:: WHAT IS NEEDED ::
Draw out every line with the word "metal" from the listing below.

■ ■ ■ ■ ■ ■ ■

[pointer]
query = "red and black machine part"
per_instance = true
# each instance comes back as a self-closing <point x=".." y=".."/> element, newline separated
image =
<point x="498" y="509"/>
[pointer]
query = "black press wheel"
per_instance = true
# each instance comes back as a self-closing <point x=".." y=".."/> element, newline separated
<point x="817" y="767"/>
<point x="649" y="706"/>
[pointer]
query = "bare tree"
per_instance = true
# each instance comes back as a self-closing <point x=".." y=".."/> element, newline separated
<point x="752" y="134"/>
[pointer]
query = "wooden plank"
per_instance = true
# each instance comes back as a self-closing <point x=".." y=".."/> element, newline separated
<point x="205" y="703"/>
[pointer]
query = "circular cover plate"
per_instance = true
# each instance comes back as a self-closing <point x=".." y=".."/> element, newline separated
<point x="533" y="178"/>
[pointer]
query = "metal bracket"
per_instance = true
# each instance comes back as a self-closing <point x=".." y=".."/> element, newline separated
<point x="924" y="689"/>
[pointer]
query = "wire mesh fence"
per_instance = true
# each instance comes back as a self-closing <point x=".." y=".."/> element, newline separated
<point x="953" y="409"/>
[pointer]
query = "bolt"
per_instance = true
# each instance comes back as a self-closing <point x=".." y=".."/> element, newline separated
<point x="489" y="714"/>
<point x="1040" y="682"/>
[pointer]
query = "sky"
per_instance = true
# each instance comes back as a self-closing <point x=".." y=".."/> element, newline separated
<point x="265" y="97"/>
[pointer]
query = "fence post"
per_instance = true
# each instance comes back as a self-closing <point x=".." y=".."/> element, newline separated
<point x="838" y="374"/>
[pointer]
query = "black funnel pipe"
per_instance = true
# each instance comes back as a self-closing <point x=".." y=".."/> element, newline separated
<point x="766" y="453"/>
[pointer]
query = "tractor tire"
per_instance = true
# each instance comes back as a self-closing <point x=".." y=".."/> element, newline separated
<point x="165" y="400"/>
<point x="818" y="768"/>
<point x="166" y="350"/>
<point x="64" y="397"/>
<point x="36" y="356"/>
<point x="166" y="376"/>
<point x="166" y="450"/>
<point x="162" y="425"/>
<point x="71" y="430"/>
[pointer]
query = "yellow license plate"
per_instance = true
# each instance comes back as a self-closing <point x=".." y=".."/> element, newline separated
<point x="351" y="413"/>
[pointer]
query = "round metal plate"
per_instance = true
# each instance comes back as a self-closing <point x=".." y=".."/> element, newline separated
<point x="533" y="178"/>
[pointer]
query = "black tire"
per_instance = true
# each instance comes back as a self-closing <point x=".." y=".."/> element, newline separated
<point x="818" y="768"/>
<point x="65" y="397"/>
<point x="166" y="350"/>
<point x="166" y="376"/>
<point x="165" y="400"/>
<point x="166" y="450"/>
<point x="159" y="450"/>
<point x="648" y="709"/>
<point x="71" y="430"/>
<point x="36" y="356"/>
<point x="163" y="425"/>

■ ■ ■ ■ ■ ■ ■

:: TASK RESPONSE ::
query = "metal bracket"
query = "round metal plate"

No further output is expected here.